- Verilen metin
Soru iptali olursa kamuoyuna açıklanacak

ÖSYM, herhangi bir soruda iptal durumu oluşması halinde, itiraz beklemeden ÖSYM Yönetim Kurulu’nun şeffaflık ilkesi doğrultusunda bunu açıklamaktan kaçınmayacağını bildirdi.
Özellikle sınav sürecinin performansını arttırmak üzere ÖSYM tarafından son 3 yıl içerisinde geliştirilen sistemler ve yöntemlerin eksiksiz ve sorunsuz uygulandığına işaret edilen açıklamada, sınav merkezlerinde oluşturulan sınav koordinasyon kurullarının tüm ilgili kurum ve kuruluşların büyük uyum içinde çalışmasının sağlandığı, bunun da sınav güvenliği ve konforuna önemli katkı ürettiği aktarıldı.
Adayların bilgilendirilmesi çalışmalarının meyvesini verdiği ve adayların ÖSYM sınav uygulama ilkelerine büyük uyum içinde olduklarının gözlemlendiği aktarılan açıklamada, bunun da sınav sürecinin performansına önemli katkı sağladığı ifade edildi.
Adayların sınav başvurularının zamanında yapılmasının sınav sürecinde gecikmelerin önüne geçtiğine işaret edilen açıklamada, görevli akademisyen ve öğretmenlerin sınav günü görevlerini yerine getirme konusunda istekli olmaları ve sınavın, kurallarına uygun yürütülmesine büyük bir destek vermelerinin sürece önemli katkı sağladığı belirtildi.
Açıklamada, ÖSYM’nin oluşturduğu Sınav Koordinasyon Merkezinde, sınav evrakının basımevinden alınarak sınav merkezlerine gönderildiği andan, tekrar ÖSYM’ye geri gelinceye kadar her adımının izlendiği ve sınav günü, sınav binalarında, sınav salonlarında oluşan sorunlara anında çözümler üretildiği vurgulandı.
ÖSYM sınav sistemindeki değişiklikler ve gelişmelerin anında görevlilere aktarılabilmesinin her yerde aynı uygulamaların geciktirilmeden uygulanmasının sağlandığı bildirilen açıklamada, sınav salonlarının büyük kısmının kamerayla izlenmesi nedeniyle sınavın yürütülmesinde büyük titizlik gösterildiği ve ilgili kayıtların tutulduğu bildirildi.
Açıklamada, tüm birimlerde oluşturulan “takım ruhu”nun, sonuçların çok kısa sürede açıklanmasında bir kez daha kendisini gösterdiğini belirtildi.

- Verilen liste
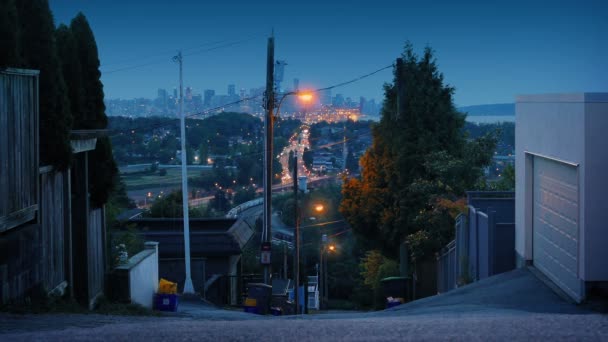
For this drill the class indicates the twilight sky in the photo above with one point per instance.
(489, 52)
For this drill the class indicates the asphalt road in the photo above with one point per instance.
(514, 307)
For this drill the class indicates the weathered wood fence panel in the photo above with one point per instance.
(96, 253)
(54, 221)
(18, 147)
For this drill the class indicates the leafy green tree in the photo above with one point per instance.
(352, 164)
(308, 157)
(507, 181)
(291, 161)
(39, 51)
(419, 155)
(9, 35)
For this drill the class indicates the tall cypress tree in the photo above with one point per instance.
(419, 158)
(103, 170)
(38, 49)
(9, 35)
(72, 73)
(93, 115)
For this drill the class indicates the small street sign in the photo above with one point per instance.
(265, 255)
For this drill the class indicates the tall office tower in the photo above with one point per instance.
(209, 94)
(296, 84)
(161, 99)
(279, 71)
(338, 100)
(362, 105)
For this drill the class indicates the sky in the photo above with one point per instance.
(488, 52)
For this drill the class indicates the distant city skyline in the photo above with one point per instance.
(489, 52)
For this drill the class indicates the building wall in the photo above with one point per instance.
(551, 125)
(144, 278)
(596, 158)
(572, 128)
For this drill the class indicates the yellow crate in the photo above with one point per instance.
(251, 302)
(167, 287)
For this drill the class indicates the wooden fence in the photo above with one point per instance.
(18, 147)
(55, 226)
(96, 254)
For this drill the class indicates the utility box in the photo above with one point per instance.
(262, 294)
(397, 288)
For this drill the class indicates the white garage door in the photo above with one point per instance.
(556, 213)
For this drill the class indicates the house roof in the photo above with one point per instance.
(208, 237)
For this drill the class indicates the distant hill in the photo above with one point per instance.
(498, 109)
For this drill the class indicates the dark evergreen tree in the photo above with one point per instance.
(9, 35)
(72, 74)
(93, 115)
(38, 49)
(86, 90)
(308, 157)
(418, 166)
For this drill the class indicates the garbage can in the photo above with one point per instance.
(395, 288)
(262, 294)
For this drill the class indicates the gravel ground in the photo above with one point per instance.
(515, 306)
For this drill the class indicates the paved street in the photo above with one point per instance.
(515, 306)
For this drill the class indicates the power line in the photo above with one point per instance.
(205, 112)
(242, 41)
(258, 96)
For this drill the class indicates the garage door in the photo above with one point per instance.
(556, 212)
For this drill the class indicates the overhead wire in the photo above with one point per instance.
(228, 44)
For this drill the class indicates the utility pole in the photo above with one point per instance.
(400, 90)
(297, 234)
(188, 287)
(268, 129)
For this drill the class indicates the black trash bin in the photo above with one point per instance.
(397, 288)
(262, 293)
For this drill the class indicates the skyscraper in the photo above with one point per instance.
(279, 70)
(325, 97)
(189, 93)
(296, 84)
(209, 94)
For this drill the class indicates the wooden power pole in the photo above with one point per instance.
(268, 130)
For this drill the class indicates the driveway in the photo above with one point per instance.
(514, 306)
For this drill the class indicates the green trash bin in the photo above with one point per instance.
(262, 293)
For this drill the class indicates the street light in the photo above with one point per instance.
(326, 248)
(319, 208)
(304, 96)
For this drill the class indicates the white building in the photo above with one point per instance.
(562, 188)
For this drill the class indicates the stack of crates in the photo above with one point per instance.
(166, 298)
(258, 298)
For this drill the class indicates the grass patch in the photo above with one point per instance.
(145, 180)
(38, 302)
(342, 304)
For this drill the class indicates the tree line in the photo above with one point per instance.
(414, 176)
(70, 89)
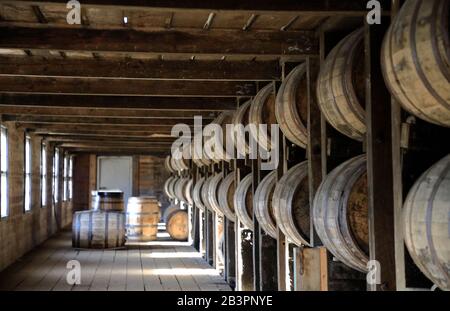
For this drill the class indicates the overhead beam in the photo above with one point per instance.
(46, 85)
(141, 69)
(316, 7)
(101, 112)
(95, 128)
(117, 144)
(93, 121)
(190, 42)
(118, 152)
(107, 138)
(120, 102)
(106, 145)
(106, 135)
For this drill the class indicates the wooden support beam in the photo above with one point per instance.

- Görevin amacı
Verilen metne göre sınav salonlarının büyük kısmı neyle izleniyor?

- Alıştırmanın cevabı
Sınav salonlarının büyük kısmı kamerayla izleniyor.